— Start INPUT ROWS —

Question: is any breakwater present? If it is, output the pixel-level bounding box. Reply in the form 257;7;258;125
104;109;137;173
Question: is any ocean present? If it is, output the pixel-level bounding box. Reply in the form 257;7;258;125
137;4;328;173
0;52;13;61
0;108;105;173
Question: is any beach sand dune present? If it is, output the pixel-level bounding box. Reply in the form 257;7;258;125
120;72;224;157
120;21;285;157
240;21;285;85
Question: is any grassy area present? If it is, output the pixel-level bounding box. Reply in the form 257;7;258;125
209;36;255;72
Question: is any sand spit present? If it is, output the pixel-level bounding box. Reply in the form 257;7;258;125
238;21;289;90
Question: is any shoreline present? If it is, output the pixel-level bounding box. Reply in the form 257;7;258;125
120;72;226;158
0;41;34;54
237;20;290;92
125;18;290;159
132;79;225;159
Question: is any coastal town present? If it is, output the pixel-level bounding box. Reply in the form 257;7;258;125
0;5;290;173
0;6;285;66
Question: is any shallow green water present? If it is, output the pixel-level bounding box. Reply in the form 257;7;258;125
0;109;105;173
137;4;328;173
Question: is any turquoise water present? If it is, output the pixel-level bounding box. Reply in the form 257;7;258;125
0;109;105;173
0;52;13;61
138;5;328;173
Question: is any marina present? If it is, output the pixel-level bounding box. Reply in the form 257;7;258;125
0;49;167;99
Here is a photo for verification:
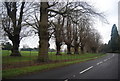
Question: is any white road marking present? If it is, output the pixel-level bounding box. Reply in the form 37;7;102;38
97;61;103;65
80;66;93;74
64;79;68;81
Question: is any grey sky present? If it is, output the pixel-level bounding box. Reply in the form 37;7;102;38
20;0;119;48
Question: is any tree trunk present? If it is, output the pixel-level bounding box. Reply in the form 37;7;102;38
74;46;79;54
37;2;48;62
67;44;71;54
56;41;61;55
80;46;84;54
10;35;21;56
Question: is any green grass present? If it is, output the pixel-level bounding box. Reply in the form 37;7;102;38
2;50;103;64
2;50;104;78
2;56;105;78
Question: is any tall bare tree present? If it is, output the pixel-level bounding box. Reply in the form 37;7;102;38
2;2;25;56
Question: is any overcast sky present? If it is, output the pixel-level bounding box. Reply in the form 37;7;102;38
20;0;119;48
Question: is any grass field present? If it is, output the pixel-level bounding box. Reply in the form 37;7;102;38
2;50;104;78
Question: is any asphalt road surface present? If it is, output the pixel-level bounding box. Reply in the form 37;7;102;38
14;53;120;81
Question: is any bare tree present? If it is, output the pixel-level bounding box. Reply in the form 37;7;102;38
2;2;25;56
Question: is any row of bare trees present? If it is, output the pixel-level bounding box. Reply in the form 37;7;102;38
1;1;103;62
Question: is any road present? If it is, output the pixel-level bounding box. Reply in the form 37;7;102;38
15;53;120;81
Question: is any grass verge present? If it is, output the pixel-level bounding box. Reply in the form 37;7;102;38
2;55;104;78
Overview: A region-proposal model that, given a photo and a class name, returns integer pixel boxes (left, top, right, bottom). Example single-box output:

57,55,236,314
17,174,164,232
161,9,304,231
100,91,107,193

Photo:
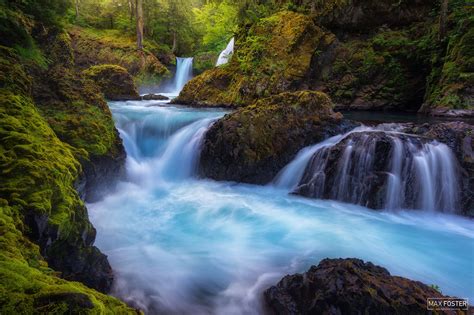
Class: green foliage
193,0,238,52
69,27,171,83
177,11,328,106
423,0,474,111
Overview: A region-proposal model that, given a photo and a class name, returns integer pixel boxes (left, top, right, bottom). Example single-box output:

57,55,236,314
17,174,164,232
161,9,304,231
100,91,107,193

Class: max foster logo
426,298,469,311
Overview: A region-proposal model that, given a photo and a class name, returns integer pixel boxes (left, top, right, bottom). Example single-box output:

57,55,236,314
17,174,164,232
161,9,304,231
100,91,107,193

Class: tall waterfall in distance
216,37,235,67
274,126,461,213
174,57,193,94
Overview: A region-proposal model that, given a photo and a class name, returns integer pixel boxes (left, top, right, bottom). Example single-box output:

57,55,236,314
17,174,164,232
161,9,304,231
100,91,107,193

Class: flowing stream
216,37,235,67
88,101,474,314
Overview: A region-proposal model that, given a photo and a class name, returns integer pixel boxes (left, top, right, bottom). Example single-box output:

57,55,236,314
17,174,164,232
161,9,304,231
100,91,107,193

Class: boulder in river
264,258,454,315
200,91,353,184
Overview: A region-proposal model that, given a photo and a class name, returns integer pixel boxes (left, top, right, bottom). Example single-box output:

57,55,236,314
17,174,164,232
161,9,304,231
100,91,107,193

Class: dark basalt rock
264,258,450,315
200,91,355,184
25,213,114,293
80,132,127,202
34,292,94,314
141,94,169,101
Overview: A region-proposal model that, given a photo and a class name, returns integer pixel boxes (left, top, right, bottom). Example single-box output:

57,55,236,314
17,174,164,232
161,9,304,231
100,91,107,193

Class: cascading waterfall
216,37,235,67
111,102,223,185
274,125,460,213
88,101,474,315
174,57,193,95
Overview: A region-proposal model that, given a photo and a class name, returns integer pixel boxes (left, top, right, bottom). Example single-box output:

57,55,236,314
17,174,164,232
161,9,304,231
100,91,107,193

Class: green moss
82,65,140,100
0,8,136,314
68,26,169,83
176,11,334,106
0,199,136,314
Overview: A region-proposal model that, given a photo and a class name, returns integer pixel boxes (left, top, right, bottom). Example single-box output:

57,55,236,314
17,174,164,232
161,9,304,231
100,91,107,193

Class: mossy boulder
29,31,125,201
68,26,170,83
174,11,335,107
0,5,135,314
200,91,350,184
0,201,139,314
83,65,140,101
264,258,447,315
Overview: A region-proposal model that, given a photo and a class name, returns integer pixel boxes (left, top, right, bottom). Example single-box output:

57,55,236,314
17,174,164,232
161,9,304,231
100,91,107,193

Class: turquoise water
88,102,474,314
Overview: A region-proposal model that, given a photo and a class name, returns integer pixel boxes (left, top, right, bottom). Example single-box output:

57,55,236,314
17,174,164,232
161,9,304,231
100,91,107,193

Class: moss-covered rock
193,52,219,74
0,198,139,314
312,0,434,33
179,0,474,116
200,91,349,184
83,65,140,101
310,24,430,112
28,31,125,201
174,11,335,106
264,258,447,315
68,26,169,83
0,3,136,314
421,8,474,117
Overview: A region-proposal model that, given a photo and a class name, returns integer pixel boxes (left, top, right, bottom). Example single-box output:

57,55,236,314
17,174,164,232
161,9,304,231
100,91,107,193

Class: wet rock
404,121,474,216
314,0,433,32
141,94,169,101
264,258,450,315
200,91,354,184
83,65,140,101
173,11,335,107
80,138,127,202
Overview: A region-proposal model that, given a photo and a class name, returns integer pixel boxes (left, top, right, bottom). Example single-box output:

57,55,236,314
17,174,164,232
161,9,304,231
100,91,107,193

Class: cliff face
68,26,169,82
179,0,473,115
175,11,335,106
200,91,353,184
0,5,135,314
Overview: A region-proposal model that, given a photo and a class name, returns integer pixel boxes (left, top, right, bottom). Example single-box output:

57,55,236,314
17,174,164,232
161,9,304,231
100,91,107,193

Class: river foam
88,102,474,314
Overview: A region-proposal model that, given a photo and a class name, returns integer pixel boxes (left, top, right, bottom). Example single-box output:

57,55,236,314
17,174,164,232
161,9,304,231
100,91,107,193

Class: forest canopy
69,0,280,56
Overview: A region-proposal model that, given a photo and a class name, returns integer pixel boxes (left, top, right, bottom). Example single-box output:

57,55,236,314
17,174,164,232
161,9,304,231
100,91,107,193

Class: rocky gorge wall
175,0,473,115
0,2,136,314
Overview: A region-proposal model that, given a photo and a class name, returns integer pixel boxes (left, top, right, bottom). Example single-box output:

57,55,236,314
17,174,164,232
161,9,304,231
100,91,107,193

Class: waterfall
274,125,460,213
174,57,193,94
112,102,228,186
216,37,234,67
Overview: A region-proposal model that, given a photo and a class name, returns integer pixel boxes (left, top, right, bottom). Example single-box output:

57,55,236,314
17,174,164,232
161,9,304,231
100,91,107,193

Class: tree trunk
439,0,449,41
136,0,143,50
74,0,79,21
128,0,135,24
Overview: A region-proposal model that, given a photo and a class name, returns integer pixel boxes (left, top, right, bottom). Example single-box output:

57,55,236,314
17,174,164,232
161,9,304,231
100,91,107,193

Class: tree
74,0,79,21
135,0,143,50
439,0,449,41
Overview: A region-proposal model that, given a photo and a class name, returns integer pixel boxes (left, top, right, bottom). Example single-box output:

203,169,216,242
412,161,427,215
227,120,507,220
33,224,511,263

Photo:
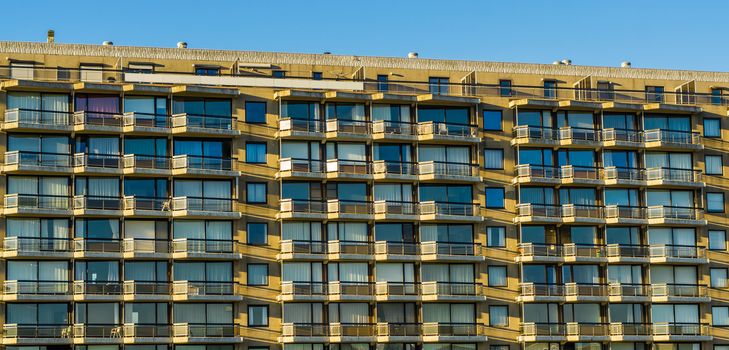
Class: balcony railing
5,193,71,210
5,108,71,127
172,113,233,130
5,151,71,168
3,280,71,295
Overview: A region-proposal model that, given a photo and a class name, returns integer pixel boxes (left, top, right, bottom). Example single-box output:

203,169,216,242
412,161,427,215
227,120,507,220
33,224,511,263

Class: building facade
0,42,729,350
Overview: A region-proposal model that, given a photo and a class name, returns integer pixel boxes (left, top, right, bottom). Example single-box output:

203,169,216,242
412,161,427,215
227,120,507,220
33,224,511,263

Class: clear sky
0,0,729,71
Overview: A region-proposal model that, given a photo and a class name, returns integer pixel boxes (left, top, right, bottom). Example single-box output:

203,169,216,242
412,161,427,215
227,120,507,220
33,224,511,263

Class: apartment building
0,42,729,350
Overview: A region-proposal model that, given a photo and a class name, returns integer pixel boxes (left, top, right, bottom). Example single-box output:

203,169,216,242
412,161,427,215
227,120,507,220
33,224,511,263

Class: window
483,110,503,131
487,266,506,287
706,193,724,213
246,101,266,124
709,230,726,250
499,80,512,97
704,118,721,137
486,227,506,248
247,264,268,286
248,305,268,327
704,155,724,175
483,148,504,169
544,80,557,98
377,74,390,92
709,268,727,288
711,89,724,105
489,305,509,327
645,86,663,102
486,187,504,209
246,142,266,164
246,182,267,203
246,222,268,245
711,306,729,326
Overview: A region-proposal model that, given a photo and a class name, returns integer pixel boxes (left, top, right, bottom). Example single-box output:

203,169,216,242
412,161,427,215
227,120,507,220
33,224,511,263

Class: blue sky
5,0,729,71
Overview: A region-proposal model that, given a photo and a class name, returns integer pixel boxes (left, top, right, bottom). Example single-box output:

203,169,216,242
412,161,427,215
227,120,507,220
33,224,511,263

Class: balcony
277,199,329,220
372,160,418,182
602,128,643,148
375,241,420,261
276,158,326,180
608,282,651,303
327,199,374,220
326,159,372,180
517,282,565,303
420,201,484,222
122,237,172,259
325,119,372,141
649,244,709,264
3,151,72,174
2,237,73,259
644,129,704,151
172,323,241,344
562,243,608,263
559,126,601,148
73,238,122,259
423,322,488,342
171,238,241,260
420,241,484,262
374,200,419,221
123,196,172,218
278,281,327,301
646,205,706,226
172,154,239,177
515,243,564,263
511,164,562,185
73,111,123,133
278,117,324,139
276,239,327,260
172,281,243,302
645,168,705,187
3,323,72,345
511,125,560,147
122,112,171,135
172,197,241,219
518,322,567,342
73,153,123,175
607,244,650,264
122,281,172,301
73,281,123,301
122,154,172,176
605,205,648,225
327,281,375,302
416,122,481,143
372,120,418,142
73,195,122,216
602,166,647,186
375,281,420,301
418,161,482,182
2,108,73,132
420,281,486,302
3,193,71,217
171,113,240,137
651,283,711,303
653,322,712,341
327,240,373,260
2,280,71,302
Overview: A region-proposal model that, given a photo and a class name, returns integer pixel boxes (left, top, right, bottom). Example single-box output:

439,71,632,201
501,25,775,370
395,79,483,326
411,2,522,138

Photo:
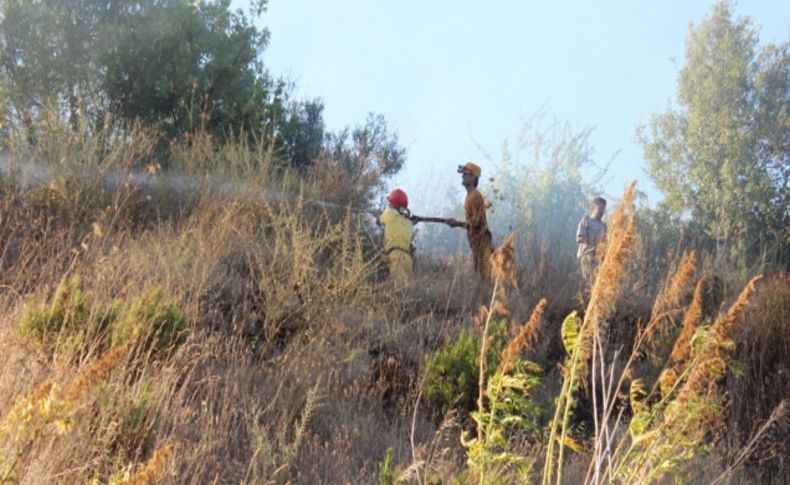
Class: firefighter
576,197,607,290
447,162,494,282
377,189,413,284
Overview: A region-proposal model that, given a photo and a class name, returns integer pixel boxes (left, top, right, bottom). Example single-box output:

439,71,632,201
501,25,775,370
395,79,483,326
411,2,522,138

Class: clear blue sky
234,0,790,212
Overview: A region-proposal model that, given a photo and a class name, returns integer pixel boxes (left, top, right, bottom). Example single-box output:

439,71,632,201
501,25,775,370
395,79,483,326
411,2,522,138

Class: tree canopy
639,2,790,263
0,0,405,199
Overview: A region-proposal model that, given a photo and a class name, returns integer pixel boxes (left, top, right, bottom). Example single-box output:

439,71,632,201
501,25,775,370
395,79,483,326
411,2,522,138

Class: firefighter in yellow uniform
447,162,494,282
378,189,414,284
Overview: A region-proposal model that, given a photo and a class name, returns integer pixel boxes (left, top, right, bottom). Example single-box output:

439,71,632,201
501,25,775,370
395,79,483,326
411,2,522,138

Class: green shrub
17,276,119,356
422,320,507,416
111,291,189,352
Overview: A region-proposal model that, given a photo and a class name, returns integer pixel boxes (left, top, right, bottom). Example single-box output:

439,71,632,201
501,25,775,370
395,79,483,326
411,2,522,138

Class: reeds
499,298,546,373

— End INPUT ROWS —

> **EXERCISE DETAILS**
Count the lines in the data above that contain the string "building", with case counting, and give only the number.

> **TASK RESPONSE**
2